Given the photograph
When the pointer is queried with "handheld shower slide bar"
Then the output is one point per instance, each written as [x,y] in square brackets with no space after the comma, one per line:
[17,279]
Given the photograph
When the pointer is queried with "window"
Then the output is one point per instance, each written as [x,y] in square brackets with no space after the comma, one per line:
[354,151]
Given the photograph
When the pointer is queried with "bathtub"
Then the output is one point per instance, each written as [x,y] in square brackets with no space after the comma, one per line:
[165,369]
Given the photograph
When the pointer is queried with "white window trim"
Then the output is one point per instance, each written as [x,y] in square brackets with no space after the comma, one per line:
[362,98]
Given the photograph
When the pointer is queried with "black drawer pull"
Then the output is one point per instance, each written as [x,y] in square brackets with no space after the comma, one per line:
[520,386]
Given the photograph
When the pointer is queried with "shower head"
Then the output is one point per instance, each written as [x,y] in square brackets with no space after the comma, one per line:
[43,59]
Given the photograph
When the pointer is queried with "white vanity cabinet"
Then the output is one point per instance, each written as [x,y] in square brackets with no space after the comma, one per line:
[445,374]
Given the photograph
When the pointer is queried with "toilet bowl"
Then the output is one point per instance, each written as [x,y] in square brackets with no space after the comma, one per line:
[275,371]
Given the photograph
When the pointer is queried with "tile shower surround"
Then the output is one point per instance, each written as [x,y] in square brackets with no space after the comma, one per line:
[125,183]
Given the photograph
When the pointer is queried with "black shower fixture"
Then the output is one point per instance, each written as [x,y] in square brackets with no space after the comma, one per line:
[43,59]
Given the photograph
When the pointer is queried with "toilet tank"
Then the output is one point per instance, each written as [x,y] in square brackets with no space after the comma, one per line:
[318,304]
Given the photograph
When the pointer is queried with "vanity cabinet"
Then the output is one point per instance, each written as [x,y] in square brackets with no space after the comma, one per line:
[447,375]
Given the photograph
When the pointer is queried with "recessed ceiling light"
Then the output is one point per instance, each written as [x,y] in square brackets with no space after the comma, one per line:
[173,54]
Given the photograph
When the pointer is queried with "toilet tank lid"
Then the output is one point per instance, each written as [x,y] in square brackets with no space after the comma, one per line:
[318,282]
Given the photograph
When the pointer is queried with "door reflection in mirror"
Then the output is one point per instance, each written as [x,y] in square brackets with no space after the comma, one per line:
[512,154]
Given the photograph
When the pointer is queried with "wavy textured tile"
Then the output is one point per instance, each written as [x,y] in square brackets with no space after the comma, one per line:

* **WHAT YOU SHOULD DO**: Copy out each record exactly as given, omitting none.

* **ANSWER**:
Given the photograph
When the pointer is queried with "handheld shower slide bar"
Then the output is one point per instance, each written as [x,y] in square brackets with no space after the comma, one per line:
[17,279]
Given the photograph
When the pointer is queried with "window"
Then the output is one point per instance, each written as [x,y] in square brackets with no space after the comma, one per line:
[354,151]
Given the photograph
When the pointer is queried with "bathtub"
Then the output is one point per instance, each written as [x,y] in square brackets with no space after the comma, one per line:
[165,369]
Given the photograph
When the pointer is queried with "white window trim"
Then the output is one point per instance, each written as [x,y] in square brackets with no space after the comma, one per line:
[362,98]
Given the photograph
When the pointer is queried with "black drawer pull"
Then the output is one point per instance, each written as [x,y] in square brackets with no space after the comma, one per line:
[520,386]
Given the photograph
When the pointer is queried with "shower head"
Then the output is one point per instance, each written as [x,y] in square brackets with no space after the comma, one per line:
[43,59]
Given the photograph
When the pointer is queried with "white vanity cabinet"
Then the output is one point per instance, each written as [x,y] in square brackets with no space after the comma, one per line:
[445,374]
Given the photograph
When the pointer is queried with "toilet bowl"
Then the output is one point per instance, each written as [x,y] in square brackets with no space after the comma, one per line:
[275,371]
Given the photograph
When the pointer is queried with "tile shower surround"
Then the output is one point per instance, each written as [x,y] in square brackets with no space after the comma, one per line:
[125,183]
Given the photograph
When the pointer is queried with "black shower fixture"
Then the output is one point per instance, each written as [x,y] in square brackets with no space after the comma, one per line:
[43,59]
Given the photograph
When the pointer is queried with "toilet tank"
Then the output is one point per instance, each written as [x,y] in square brackets with no space after the comma, one per line:
[318,304]
Given the photograph
When the pointer is queried with "vanity cabinet"
Then the output is one point per instance, each written as [x,y] in square brackets with no space after the comma, one per line:
[447,375]
Given the photograph
When the pointer is queried with "recessed ceiling light"
Then the output is one point per instance, each written as [x,y] in square brackets with no space after the comma, one per line:
[173,54]
Given the photograph
When the pointer is queried with "toilet tank lid"
Then the output is one point per instance, each written as [x,y] in square brackets with no space after the comma, one per line:
[318,282]
Given the photograph
When the pointer is queried with "door reflection in mirror"
Then the output is one point per instance, each written as [x,y] in square brackets with no space after the comma, one per line:
[512,154]
Given the photograph
When the pointer is queried with "wavy textured tile"
Then the output is one point per instance, each written as [x,y] in square brackets with no space after the comma, one per line:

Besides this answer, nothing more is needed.